— TEXT SECTION —

■ ■ ■ ■ ■

Note that the "client" version of the "client_or_server" flag is not supported in Picoquic, and note described in the protocol. It is merely reserved for future extension.
The standard Perf protocol uses bidirectional streams in a very simple way: the client opens a stream and starts sending data; the server reads the number of required bytes in the first 8 bytes of the client stream, and sends that many bytes to the client. We extend this protocol by using unidirectional streams and datagrams.
The extended Perf protocol also uses bidirectional streams. The first 16 bytes sent by the client encode the type of response expected by the sender. The first 8 bytes use reserved values to differentiate these streams from the standard "batch" stream:
- The most significant 32 bits contain the value 0xFFFFFFFD to indicate a "media" request, or 0xFFFFFFFE to indicate a datagram request.
- The lower 32 bits contain the size of the frames.
The complete set of 16 bytes is defined as:
media request header {
media or datagram mark (32),
frame size (32),
priority (8),
frequency (8),
number of frames (24),
first frame size (24)
}
Upon receiving a request header, the server will start sending frames as specified by the frequency. If the client requested datagrams, the server will send datagrams as specified by the frequency. The first datagram (frame number 0) will be sent immediately. The other datagrams will be sent at:
datagram_send_time = first_datagram_send_time + frame_number*1_second/frequency
Each datagram will carry a header and a payload, with a combined size set to the requested frame size. (The first frame size parameter is ignored for datagrams.) The first bytes of the datagram contain a header encoded as:
datagram header {
request stream ID (i),
frame number (i),
datagram send time (64)

■ ■ ■ ■ ■

— MATERIAL —
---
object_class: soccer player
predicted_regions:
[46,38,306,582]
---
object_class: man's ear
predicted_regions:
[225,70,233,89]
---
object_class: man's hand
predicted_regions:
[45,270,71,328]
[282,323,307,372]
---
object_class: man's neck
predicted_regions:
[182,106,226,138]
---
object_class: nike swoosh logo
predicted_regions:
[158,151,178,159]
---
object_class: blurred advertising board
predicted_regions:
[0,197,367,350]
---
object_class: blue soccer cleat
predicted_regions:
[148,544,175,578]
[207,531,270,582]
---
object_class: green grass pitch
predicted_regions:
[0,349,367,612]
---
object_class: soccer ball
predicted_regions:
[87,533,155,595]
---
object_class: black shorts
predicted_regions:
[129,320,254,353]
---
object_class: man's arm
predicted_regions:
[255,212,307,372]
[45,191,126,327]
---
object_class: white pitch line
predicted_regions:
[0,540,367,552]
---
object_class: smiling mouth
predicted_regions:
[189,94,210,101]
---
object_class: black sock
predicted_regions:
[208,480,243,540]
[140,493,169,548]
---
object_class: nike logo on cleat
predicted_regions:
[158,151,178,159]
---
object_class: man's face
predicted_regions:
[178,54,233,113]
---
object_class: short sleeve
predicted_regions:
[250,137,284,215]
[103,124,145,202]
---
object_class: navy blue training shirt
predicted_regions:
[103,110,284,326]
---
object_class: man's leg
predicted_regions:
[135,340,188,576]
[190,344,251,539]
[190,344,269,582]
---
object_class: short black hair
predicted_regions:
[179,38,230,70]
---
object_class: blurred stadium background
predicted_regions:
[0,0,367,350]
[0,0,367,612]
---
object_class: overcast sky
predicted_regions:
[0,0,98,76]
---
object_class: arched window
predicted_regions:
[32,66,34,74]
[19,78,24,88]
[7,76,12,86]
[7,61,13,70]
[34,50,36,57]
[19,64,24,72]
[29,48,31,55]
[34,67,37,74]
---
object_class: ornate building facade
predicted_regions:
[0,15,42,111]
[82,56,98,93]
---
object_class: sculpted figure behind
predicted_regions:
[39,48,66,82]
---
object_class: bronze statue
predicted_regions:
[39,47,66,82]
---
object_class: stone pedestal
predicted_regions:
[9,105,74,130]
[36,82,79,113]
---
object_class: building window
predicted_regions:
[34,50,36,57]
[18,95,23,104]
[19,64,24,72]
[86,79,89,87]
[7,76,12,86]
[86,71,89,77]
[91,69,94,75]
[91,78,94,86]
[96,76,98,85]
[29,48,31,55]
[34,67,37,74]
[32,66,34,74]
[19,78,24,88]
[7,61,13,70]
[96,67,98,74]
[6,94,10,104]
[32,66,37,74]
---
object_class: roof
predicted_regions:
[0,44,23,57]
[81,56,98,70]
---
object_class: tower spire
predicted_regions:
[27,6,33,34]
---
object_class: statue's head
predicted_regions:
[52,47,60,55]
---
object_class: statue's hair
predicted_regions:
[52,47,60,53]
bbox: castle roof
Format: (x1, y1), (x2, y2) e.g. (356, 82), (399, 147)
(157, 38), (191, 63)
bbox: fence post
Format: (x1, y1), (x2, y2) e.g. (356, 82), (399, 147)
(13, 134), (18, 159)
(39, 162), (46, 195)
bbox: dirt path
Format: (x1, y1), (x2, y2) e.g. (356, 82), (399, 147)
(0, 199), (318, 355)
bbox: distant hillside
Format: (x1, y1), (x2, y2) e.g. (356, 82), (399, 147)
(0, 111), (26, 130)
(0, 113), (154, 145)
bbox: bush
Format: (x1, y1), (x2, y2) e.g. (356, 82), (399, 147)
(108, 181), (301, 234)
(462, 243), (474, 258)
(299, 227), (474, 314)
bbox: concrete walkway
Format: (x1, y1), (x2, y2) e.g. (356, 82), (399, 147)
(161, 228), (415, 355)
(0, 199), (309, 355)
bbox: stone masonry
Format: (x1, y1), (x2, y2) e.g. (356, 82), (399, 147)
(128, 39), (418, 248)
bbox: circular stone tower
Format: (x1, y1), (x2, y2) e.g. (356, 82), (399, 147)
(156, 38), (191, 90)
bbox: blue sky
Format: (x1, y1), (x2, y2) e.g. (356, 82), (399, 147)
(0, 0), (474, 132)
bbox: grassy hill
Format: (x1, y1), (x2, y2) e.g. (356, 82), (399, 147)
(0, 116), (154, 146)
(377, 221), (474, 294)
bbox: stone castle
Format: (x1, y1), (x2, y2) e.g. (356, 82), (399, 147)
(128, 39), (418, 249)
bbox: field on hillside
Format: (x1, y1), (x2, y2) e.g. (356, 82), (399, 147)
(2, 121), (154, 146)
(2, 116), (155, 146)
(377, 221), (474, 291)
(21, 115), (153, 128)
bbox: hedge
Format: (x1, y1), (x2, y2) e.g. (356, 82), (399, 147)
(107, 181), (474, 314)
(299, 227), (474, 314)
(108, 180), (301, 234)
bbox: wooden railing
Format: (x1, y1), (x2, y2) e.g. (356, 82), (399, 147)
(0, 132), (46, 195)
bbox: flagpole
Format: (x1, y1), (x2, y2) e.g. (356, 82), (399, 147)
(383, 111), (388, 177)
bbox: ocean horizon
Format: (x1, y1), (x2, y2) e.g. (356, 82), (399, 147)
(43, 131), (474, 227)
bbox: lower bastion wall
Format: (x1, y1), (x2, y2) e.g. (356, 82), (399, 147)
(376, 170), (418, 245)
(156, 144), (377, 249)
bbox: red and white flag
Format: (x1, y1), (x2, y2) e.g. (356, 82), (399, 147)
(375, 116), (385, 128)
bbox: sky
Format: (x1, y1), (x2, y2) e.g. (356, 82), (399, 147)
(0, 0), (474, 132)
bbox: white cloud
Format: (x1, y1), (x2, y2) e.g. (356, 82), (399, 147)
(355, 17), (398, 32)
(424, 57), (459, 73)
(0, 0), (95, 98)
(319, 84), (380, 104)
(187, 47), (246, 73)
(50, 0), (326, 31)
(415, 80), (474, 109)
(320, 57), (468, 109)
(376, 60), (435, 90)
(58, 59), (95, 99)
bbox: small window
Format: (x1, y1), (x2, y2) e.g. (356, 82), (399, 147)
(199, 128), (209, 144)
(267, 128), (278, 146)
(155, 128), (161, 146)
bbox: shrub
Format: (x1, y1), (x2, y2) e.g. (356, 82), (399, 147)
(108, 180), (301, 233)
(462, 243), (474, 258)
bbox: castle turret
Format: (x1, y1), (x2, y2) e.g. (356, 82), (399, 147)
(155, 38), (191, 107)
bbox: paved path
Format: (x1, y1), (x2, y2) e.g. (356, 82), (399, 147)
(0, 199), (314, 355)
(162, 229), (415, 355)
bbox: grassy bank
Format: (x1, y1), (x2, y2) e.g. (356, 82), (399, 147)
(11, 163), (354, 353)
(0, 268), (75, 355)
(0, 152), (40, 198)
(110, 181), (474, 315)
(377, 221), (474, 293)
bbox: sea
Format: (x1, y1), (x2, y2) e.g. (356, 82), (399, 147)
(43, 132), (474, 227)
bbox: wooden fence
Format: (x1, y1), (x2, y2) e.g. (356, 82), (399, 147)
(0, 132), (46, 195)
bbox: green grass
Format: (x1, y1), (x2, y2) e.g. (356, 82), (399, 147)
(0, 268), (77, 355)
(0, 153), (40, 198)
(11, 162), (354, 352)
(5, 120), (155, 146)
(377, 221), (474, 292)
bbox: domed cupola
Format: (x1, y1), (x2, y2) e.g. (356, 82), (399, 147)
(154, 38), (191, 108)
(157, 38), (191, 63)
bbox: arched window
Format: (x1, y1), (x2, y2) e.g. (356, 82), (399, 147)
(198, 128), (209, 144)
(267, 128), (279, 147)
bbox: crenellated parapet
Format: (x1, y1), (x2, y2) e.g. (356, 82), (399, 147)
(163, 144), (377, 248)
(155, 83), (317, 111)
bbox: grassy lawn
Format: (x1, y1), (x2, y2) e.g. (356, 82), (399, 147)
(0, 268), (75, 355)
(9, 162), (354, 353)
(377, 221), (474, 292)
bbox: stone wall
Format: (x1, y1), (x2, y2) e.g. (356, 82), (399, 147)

■ ■ ■ ■ ■

— WHAT TO WORK ON —
1. Copy from the Perf protocol text the passage that begins at "- The lower" and stops after "frame size (24)".
2. In the Perf protocol text, what value in the most significant 32 bits indicates a datagram request?
3. Continue the Perf protocol text from the point where it stops.

— ANSWERS —
1.
- The lower 32 bits contain the size of the frames.
The complete set of 16 bytes is defined as:
media request header {
media or datagram mark (32),
frame size (32),
priority (8),
frequency (8),
number of frames (24),
first frame size (24)

2. 0xFFFFFFFE

3.
}
The datagram send time is the local time at the server, encoded in microseconds. When all datagrams have been sent, the server closes the media request stream.
If the client requested a "media" stream, the server will send the requested number of frames on the return side of the bilateral stream that carried the client request. The first frame contains "first frame size" bytes, while the other frames contain "frame size" bytes. The first frame is queued on the stream immediately. The next frames will be queued at:
frame_send_time = first_frame_send_time + frame_number*1_second/frequency
The first 8 bytes of each frame carry the frame_send_time
, set at the
local time at which the server queued the frame, expressed in microseconds
and encoded on 64 bits.
The client may issue a stop sending
request for a specific media request
stream. Upon receiving the request, the server will reset the stream, without
sending any additional frame.